▸ **Selected excerpt**:

>> Start

# Counterfactual prediction with machine learning, sales data

I have a dataset from a supermarket with around 10 thousand products. The data has daily quantities and prices and discount information (whether the product had a discount and the size of the discount in that given day). This store usually has long discount periods for products (sometimes longer than a month). Almost all products have a discount at some point during the year.

My objective is to at promotions/discounts and see whether it was good or bad for the product. The way I'm approaching this is estimating a flexible machine learning model (I'm using a gradient boosted trees) to predict the quantity sold on a given day:

$$q = F(brand, price, discount) + \varepsilon$$

(I include many other variables such as the weather, flexible dummies for times, trend, characteristics of the product, lagged (one month before) values of price and quantity, etc)

>> End

▸ **Actions to take**:
1. Reproduce word for word the lines of the records from the line with "Draw the outline of every instance of the red flag." up to and including the line with "M203 84L204 87L209". Omit the picture from your answer.
2. Continue the post on predicting supermarket sales under discounts from the point where it stops.

Items in a dataset:
>> Start

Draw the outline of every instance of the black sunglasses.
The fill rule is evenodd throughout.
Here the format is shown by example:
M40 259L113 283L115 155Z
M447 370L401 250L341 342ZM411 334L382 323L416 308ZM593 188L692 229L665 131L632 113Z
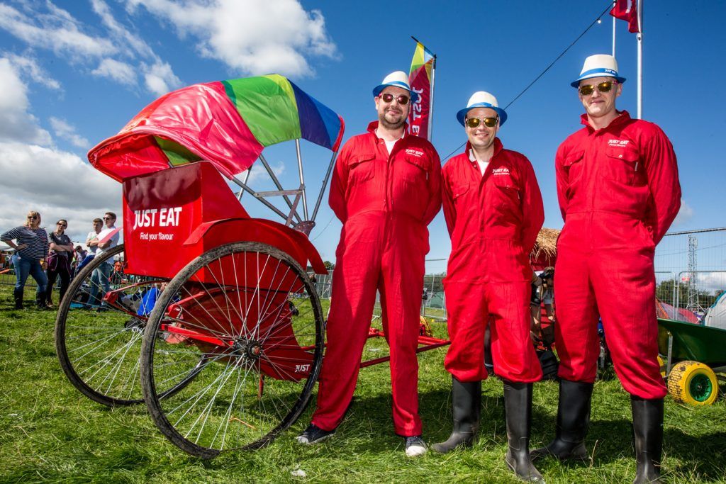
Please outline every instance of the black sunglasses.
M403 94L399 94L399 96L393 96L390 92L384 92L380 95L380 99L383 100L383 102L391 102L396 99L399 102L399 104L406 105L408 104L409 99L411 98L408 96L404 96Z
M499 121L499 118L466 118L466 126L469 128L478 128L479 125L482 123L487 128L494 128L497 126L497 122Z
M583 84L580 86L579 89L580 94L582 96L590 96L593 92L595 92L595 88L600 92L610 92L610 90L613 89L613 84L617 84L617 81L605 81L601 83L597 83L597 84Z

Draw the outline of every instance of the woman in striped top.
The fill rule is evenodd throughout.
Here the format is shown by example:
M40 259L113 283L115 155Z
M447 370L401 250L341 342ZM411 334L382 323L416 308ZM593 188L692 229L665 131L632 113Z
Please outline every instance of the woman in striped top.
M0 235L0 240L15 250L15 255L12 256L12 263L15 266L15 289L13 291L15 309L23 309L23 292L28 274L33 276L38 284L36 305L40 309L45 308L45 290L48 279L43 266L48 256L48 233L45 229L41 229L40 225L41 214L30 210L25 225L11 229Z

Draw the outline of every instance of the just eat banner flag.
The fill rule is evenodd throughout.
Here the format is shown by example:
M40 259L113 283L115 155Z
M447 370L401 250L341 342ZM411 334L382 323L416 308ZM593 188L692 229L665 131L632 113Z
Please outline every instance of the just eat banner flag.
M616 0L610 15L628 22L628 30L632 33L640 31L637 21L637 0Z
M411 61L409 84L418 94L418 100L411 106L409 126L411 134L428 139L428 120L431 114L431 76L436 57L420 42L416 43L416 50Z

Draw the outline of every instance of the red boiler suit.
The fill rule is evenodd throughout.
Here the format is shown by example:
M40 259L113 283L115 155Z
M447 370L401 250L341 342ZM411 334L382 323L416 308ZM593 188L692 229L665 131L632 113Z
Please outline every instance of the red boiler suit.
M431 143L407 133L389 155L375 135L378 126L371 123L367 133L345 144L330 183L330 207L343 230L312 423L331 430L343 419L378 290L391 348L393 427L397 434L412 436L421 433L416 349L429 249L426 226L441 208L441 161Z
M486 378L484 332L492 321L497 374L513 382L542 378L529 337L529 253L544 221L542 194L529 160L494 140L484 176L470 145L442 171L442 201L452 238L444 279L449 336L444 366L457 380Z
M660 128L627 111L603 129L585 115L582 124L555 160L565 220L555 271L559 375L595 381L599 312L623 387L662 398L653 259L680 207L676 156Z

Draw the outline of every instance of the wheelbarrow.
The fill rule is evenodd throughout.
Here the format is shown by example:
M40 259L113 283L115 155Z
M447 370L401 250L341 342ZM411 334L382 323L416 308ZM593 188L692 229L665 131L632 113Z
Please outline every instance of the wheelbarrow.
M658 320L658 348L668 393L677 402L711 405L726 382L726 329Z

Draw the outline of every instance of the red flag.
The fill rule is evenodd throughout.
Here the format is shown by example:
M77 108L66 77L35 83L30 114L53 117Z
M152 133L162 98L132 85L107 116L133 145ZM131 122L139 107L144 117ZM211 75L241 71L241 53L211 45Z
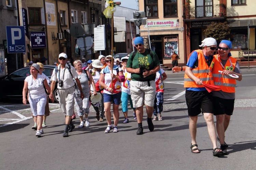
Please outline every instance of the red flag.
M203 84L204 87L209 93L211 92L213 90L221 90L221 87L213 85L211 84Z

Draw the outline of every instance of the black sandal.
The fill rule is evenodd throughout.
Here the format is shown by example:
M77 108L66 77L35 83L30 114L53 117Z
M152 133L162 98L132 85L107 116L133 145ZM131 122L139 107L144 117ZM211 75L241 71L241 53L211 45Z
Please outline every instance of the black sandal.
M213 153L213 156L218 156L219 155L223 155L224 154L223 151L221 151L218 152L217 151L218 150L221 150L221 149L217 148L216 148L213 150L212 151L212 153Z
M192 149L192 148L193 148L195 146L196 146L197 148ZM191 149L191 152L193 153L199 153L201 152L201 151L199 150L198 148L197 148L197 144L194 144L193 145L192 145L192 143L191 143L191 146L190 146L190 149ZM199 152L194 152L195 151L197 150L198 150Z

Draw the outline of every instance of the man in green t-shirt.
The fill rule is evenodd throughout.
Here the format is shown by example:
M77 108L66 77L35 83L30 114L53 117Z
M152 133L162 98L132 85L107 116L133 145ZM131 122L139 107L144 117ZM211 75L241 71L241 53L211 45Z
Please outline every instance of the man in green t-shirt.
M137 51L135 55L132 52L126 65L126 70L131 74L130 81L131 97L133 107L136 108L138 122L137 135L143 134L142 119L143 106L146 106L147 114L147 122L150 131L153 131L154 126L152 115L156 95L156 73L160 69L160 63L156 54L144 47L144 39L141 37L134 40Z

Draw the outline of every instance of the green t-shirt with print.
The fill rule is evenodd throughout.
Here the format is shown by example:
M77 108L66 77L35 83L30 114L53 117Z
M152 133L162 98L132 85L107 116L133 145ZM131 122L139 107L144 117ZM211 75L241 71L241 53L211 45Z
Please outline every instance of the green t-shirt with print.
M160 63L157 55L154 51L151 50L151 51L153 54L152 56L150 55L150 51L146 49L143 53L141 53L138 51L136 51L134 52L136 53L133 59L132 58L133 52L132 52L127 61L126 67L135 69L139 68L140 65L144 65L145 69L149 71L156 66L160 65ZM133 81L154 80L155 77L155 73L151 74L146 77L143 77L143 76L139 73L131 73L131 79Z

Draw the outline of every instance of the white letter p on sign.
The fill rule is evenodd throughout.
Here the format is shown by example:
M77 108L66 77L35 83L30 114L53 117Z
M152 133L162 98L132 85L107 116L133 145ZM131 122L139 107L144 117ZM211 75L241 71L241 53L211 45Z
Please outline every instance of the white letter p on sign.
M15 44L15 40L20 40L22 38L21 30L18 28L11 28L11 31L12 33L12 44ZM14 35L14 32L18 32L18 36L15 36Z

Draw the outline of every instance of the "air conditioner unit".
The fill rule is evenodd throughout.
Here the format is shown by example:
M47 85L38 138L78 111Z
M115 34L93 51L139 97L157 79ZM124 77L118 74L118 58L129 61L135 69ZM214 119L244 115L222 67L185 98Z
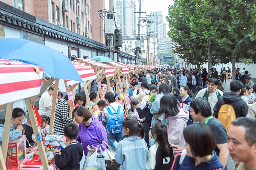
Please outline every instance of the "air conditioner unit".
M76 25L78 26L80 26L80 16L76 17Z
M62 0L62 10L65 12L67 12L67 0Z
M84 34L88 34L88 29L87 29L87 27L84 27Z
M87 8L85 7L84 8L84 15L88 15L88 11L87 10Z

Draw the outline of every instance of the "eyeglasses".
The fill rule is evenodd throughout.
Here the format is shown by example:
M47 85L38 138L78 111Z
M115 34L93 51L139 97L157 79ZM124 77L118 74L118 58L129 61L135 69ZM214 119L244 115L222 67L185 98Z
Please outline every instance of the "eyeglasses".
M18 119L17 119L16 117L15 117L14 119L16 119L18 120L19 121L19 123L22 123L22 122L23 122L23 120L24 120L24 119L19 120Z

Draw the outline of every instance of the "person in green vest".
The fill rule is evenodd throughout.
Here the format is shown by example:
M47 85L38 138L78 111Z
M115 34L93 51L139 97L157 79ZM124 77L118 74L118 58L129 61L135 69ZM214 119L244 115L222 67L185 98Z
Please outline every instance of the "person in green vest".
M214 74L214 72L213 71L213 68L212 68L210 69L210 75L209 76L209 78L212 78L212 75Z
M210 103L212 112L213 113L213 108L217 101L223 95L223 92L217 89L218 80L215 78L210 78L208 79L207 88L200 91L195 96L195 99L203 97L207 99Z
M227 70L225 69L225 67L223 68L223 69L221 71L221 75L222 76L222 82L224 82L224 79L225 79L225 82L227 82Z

>> End
>> Start

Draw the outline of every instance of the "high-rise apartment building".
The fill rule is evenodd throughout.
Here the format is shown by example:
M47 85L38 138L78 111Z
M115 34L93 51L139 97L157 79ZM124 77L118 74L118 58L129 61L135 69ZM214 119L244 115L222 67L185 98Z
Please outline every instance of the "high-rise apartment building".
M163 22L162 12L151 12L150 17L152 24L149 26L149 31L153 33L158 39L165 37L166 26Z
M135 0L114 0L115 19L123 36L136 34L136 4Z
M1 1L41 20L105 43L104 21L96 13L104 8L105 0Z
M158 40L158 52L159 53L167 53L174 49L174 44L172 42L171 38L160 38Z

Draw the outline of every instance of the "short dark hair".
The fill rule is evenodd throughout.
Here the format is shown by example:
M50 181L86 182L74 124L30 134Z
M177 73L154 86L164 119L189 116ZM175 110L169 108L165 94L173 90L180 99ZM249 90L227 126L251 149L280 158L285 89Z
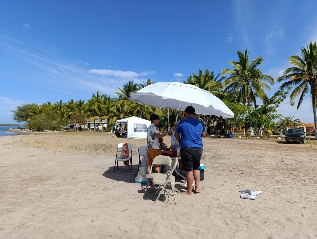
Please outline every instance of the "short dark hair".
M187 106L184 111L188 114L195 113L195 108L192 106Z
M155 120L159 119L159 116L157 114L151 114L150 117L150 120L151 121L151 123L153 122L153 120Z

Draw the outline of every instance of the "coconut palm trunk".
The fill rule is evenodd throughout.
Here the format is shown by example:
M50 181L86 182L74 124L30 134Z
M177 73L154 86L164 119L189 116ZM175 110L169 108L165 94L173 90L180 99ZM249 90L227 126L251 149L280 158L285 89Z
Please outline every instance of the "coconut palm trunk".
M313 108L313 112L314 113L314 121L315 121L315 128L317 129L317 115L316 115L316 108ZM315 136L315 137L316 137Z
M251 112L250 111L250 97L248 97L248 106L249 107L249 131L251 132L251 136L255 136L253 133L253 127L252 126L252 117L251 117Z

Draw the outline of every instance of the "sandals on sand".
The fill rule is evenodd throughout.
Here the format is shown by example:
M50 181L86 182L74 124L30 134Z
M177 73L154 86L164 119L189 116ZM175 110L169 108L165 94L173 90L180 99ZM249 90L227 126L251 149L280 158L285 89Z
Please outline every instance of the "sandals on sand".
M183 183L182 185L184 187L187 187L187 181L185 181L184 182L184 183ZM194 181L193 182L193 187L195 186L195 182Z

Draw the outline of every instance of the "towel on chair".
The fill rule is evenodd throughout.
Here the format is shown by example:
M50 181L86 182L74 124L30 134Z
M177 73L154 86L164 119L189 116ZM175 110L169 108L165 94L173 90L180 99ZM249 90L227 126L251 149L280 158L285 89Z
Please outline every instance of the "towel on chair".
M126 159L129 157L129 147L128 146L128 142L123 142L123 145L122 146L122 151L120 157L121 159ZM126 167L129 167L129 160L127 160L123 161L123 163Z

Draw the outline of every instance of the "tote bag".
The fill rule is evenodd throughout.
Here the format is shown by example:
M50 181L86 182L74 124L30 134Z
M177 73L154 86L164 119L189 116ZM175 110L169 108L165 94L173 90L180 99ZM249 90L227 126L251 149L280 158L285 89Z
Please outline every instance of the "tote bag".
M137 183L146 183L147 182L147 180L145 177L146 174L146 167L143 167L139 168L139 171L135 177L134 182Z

>> End

▸ **Task answers**:
1.
Draw the outline of every instance of the red flag.
The fill rule is evenodd throughout.
Here the format is shown by example:
M77 108L66 77L35 83L30 114L53 117Z
M152 133L162 98L132 85L107 116L133 145ZM131 122L139 107L144 117ZM211 75L241 71L241 53L211 45Z
Please outline every instance of the red flag.
M203 84L204 87L209 93L211 92L213 90L221 90L221 87L213 85L211 84Z

2.
When a product had a discount that day, my counterfactual is predicted with

$$\hat{q}_{counterfactual} = F(brand, price, discount=0)$$

And then the impact of the discount is estimated by the difference between the actual observed value and this counterfactual prediction

$$q - \hat{q}_{counterfactual}$$

1) I make sure the model has a high accuracy in general and then in both the non discount period and the discount period. I'm aware of the general problem of any counterfactual prediction: $$cov(discount, \varepsilon) \neq 0$$, but the hope is that having a flexible enough model will take away from that covariance $$\varepsilon$$. My more pressing concern is that machine learning models might not be consistent for the estimation of partial effects and hence turning off the discount might not give me a good enough proxy of the counterfactual effect. Any ideas on how to approach this?
$$q - \hat{q}_{counterfactual}$$
Would it make more sense to estimate it as the difference between the two predictions, one with $$discount=1$$ and the other with $$discount=0$$?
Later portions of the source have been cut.